↓
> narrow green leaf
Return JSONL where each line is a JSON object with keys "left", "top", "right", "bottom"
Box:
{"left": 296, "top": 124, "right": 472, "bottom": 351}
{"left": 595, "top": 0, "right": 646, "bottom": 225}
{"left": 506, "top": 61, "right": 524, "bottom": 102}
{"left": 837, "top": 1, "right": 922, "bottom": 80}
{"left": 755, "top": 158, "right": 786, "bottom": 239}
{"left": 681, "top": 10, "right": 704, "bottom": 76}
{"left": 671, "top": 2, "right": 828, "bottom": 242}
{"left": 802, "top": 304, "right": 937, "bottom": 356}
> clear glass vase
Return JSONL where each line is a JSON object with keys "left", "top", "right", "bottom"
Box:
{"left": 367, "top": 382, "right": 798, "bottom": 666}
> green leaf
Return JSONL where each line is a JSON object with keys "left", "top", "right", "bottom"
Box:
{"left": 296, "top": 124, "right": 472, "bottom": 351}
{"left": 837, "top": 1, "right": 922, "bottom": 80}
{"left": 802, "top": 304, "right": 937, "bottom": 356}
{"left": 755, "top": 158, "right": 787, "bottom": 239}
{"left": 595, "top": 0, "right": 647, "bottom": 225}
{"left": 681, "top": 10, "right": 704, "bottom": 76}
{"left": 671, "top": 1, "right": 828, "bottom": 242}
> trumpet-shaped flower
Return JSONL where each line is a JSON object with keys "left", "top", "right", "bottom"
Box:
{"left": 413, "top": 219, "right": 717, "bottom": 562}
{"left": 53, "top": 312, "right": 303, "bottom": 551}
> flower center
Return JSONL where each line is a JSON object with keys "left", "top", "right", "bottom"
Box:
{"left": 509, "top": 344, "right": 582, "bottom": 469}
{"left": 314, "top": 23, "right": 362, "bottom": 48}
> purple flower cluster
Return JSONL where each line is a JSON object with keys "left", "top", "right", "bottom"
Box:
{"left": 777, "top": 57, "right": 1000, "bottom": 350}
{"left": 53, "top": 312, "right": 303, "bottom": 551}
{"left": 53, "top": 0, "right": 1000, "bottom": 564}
↑
§ **Prompt**: For the records above, give the number of lines containing the string "flower" and no other words.

§ **Output below**: 3